» **Task prompt**
Print the listing in full, with no character changed.

==== Information given

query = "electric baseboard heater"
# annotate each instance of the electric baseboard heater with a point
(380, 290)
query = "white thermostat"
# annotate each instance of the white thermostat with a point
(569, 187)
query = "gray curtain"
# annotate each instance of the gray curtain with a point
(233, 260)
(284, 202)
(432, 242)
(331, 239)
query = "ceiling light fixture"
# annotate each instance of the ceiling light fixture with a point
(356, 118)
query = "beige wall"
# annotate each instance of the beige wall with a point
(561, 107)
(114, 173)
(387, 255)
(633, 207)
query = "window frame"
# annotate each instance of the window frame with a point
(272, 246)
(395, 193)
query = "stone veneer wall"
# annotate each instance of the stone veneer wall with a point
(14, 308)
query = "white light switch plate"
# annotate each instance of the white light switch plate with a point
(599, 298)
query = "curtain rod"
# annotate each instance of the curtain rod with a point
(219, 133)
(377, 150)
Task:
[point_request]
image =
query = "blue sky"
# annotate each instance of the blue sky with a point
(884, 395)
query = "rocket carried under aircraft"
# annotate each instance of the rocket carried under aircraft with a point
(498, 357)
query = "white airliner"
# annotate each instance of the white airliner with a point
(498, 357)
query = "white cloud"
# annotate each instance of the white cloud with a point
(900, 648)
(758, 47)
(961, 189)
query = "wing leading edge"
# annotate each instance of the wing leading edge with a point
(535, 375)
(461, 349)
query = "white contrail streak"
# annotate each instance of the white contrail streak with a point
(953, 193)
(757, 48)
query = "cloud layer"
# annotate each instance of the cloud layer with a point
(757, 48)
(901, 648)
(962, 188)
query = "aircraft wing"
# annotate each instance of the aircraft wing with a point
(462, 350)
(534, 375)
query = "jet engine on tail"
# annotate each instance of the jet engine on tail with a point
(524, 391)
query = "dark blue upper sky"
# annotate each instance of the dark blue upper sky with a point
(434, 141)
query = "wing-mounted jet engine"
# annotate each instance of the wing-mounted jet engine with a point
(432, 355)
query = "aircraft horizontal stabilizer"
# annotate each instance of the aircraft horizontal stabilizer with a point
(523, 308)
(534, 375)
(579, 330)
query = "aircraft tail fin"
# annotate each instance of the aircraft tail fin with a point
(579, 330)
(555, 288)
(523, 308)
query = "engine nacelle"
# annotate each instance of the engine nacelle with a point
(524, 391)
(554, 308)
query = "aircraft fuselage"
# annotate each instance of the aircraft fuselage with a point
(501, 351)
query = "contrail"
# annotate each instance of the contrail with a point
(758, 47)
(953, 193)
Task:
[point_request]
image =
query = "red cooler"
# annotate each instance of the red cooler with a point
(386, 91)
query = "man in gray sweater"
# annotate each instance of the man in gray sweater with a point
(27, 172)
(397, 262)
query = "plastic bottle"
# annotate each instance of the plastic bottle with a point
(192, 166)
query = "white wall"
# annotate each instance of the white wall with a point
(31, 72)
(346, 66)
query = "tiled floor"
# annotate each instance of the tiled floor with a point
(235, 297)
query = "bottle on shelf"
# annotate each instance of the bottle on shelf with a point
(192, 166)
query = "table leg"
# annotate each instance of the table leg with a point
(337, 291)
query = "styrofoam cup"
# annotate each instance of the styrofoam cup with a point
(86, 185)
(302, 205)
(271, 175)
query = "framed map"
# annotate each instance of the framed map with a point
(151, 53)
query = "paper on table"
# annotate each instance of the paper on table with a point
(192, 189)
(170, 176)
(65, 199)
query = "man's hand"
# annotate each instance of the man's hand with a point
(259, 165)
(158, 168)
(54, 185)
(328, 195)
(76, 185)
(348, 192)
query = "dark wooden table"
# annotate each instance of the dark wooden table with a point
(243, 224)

========

» **Completed exercise**
query = "electric baseboard heater"
# annotate each instance of the electric baseboard heater with a point
(380, 290)
query = "white thermostat"
# annotate each instance of the white thermostat with a point
(569, 187)
query = "gray curtain"
# annotate each instance of the gray curtain with a point
(233, 260)
(284, 202)
(432, 242)
(331, 239)
query = "ceiling light fixture"
# annotate each instance of the ceiling light fixture with a point
(356, 118)
query = "beige wall"
# annotate each instance of the beige wall with a point
(561, 107)
(114, 173)
(387, 255)
(633, 207)
query = "window frame"
# annotate each instance of the window frame with a point
(272, 246)
(395, 193)
query = "stone veneer wall"
# annotate each instance of the stone veneer wall with a point
(14, 308)
query = "white light switch plate"
# annotate each instance of the white light switch plate with a point
(599, 298)
query = "curtain rod"
# annotate each instance of the curtain rod with a point
(219, 133)
(377, 150)
Task:
[point_request]
image =
query = "blue sky"
# annotate each instance of the blue sky with a point
(884, 395)
query = "rocket carried under aircraft"
# annotate each instance of the rocket carried under aircraft with a point
(498, 357)
query = "white airliner"
# annotate each instance of the white airliner with a point
(498, 357)
query = "white cloud"
# annotate each instance of the white cloud with a point
(900, 648)
(758, 47)
(961, 189)
query = "wing leading edge"
# annotate each instance of the wing leading edge with a point
(535, 375)
(461, 349)
query = "white contrail streak"
# annotate each instance of the white contrail streak with a point
(953, 193)
(757, 48)
query = "cloud layer"
# annotate each instance of the cloud layer with a point
(757, 48)
(901, 648)
(962, 188)
query = "aircraft wing"
# annotate each instance of the aircraft wing with a point
(462, 350)
(534, 375)
query = "jet engine on tail"
# annotate each instance of the jet engine on tail with a point
(524, 391)
query = "dark blue upper sky"
# annotate each instance of the dark blue upper sky with a point
(434, 141)
query = "wing-mounted jet engine"
# annotate each instance of the wing-mounted jet engine with a point
(432, 355)
query = "aircraft horizontal stabilizer"
# annotate each instance of the aircraft horizontal stabilizer with a point
(523, 308)
(534, 375)
(579, 330)
query = "aircraft tail fin"
# annotate each instance of the aircraft tail fin with a point
(579, 330)
(555, 288)
(523, 308)
query = "engine nacelle"
# annotate each instance of the engine nacelle with a point
(524, 391)
(554, 308)
query = "aircraft fuselage"
# annotate each instance of the aircraft fuselage with a point
(501, 351)
query = "contrail"
# annotate each instance of the contrail with a point
(758, 47)
(953, 193)
Task:
[point_request]
image =
query = "red cooler"
# annotate each instance of the red cooler with a point
(386, 91)
query = "man in gray sweater"
# annotate each instance of the man in gray sweater with a point
(27, 172)
(397, 262)
query = "plastic bottle"
# annotate each instance of the plastic bottle with a point
(192, 166)
query = "white wall"
# annotate each instance of the white wall with a point
(31, 72)
(346, 66)
query = "tiled floor"
# annotate each instance of the tiled floor with a point
(235, 297)
query = "bottle on shelf"
# annotate each instance of the bottle on shelf with a point
(192, 166)
query = "table leg"
# annotate each instance of the table leg with a point
(337, 291)
query = "styrofoam cup"
# annotate each instance of the styrofoam cup with a point
(86, 185)
(302, 205)
(271, 175)
query = "framed map"
# annotate each instance of the framed map with a point
(151, 53)
query = "paper on table"
# annotate each instance of the paper on table with a point
(192, 189)
(170, 176)
(65, 199)
query = "man's hand"
# annotate each instance of the man's hand with a point
(259, 165)
(158, 168)
(54, 185)
(328, 195)
(76, 185)
(348, 192)
query = "dark wooden table"
# annotate each instance of the dark wooden table with a point
(243, 224)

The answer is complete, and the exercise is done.